▶ Текст для чтения:

Ровно сто лет назад два величайших русских мыслителя не сговариваясь обрушились на двух поэтов, занимавших огромное место в умах и сердцах российского читателя. Лев Толстой выступил с длинным — на семьдесят страниц — очерком «О Шекспире и о драме» (1900); Владимир Соловьев написал статью «Лермонтов» (1899).
«Содержание пьес Шекспира… — пишет Толстой, — есть самое низменное, пошлое миросозерцание, считающее внешнюю высоту сильных мира действительным преимуществом людей, презирающее толпу, то есть рабочий класс, отрицающее всякие не только религиозные, но и гуманитарные стремления, направленные к изменению существующего строя.
…У Шекспира нет естественности положений, нет языка действующих лиц, главное, нет чувства меры, без которого произведение не может быть художественным.
…Искренность совершенно отсутствует во всех сочинениях Шекспира. Во всех их видна умышленная искусственность, видно, что он не in earnest (не всерьез), что он балуется словами».
Соловьев же просто объявил Лермонтова падшим человеком, целиком поддавшимся дьявольским соблазнам гордыни и бессердечности.
«Мы не найдем ни одного указания, чтобы он когда-нибудь тяготился взаправду своею гордостью и обращался к смирению. И демон гордости, как всегда хозяин его внутреннего дома, мешал ему действительно побороть и изгнать двух младших демонов (злобы и нечистоты. — И. Е.) и когда хотел — снова и снова отворял им дверь…
Лермонтов ушел с бременем неисполненного долга — развить тот задаток великолепный и божественный, который он получил даром. Он был призван сообщить нам, своим потомкам, могучее движение вперед и вверх к истинному сверхчеловечеству, — но этого мы от него не получили… Облекая в красоту формы ложные мысли и чувства, он делал и делает еще их привлекательными для неопытных…»

▶ Состав данных:
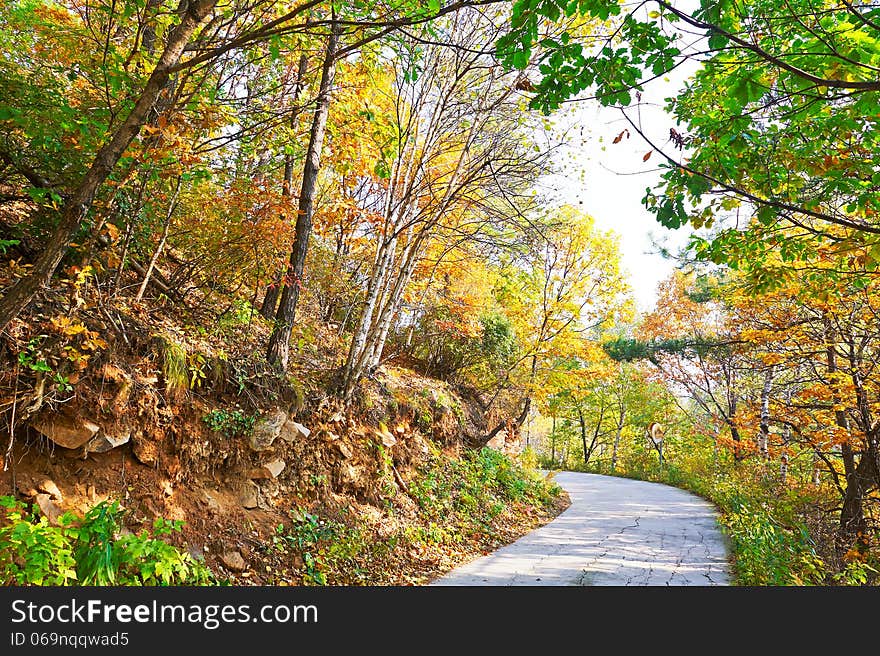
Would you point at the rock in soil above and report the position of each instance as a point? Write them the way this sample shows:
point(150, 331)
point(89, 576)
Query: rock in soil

▶ Задание:
Ответьте на вопросы по тексту для чтения.
1. Какой объем у очерка Толстого «О Шекспире и о драме»?
2. Что, по словам Толстого, совершенно отсутствует во всех сочинениях Шекспира?
3. Какого демона Соловьев называет хозяином внутреннего дома Лермонтова?

▶ Разбор решения:
1. Семьдесят страниц.
2. Искренность.
3. Демона гордости.